§ **What you are asked to do**:
Every line of the data below is to be retyped exactly.

Start of Data for the task

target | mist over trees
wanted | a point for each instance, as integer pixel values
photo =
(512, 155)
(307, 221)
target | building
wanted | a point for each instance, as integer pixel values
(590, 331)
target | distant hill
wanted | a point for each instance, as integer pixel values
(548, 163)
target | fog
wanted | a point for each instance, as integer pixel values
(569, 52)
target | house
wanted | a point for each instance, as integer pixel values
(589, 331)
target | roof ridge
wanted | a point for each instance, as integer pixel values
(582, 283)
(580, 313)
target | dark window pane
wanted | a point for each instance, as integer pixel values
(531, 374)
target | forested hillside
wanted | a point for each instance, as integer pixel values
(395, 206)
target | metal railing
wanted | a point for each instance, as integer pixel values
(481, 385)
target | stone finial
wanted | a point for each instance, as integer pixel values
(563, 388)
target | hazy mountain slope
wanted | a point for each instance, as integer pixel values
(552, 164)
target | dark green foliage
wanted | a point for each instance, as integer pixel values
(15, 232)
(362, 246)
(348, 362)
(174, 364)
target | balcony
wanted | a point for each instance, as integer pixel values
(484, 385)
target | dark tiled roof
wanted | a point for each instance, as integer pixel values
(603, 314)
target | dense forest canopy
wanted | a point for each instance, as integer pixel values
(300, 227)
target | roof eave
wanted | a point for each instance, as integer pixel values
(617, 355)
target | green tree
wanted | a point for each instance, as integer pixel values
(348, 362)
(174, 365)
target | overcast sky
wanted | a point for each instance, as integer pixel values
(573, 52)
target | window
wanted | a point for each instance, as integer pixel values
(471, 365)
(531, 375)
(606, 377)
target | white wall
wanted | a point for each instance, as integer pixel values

End of Data for the task

§ **Written reply**:
target | mist over trees
wanted | a point for each instance, as integer pixel values
photo =
(512, 155)
(307, 221)
target | building
wanted | a point for each instance, as integer pixel values
(590, 331)
target | distant hill
wanted | a point for each instance, as integer pixel values
(548, 163)
target | fog
wanted | a point for each instance, as integer pixel values
(569, 52)
target | house
wanted | a point for each instance, as integer pixel values
(589, 331)
target | roof ridge
wanted | a point for each instance, as integer pixel values
(582, 283)
(580, 313)
target | dark window pane
wanted | a point for each instance, as integer pixel values
(531, 374)
target | forested hillside
wanted | a point for each instance, as integer pixel values
(395, 206)
target | metal railing
wanted | a point for each instance, as integer pixel values
(481, 385)
target | stone finial
wanted | a point for each instance, as integer pixel values
(563, 388)
target | hazy mountain slope
wanted | a point for each instance, as integer pixel values
(552, 164)
target | dark green foliage
wanted | a point for each instance, as integer pixel values
(15, 232)
(362, 246)
(348, 362)
(174, 364)
target | balcony
wanted | a point for each instance, as integer pixel values
(484, 385)
target | dark tiled roof
wanted | a point for each instance, as integer pixel values
(603, 314)
target | dense forest canopy
wanted | a point for each instance, as integer pixel values
(300, 227)
target | roof eave
wanted | a point for each instance, as integer pixel values
(617, 355)
target | green tree
wanted | a point for each instance, as integer pixel values
(348, 362)
(174, 365)
target | overcast sky
wanted | a point for each instance, as integer pixel values
(573, 52)
target | window
wanted | a point for each instance, as integer pixel values
(471, 365)
(531, 375)
(606, 377)
target | white wall
wanted | a point for each instance, as integer pixel values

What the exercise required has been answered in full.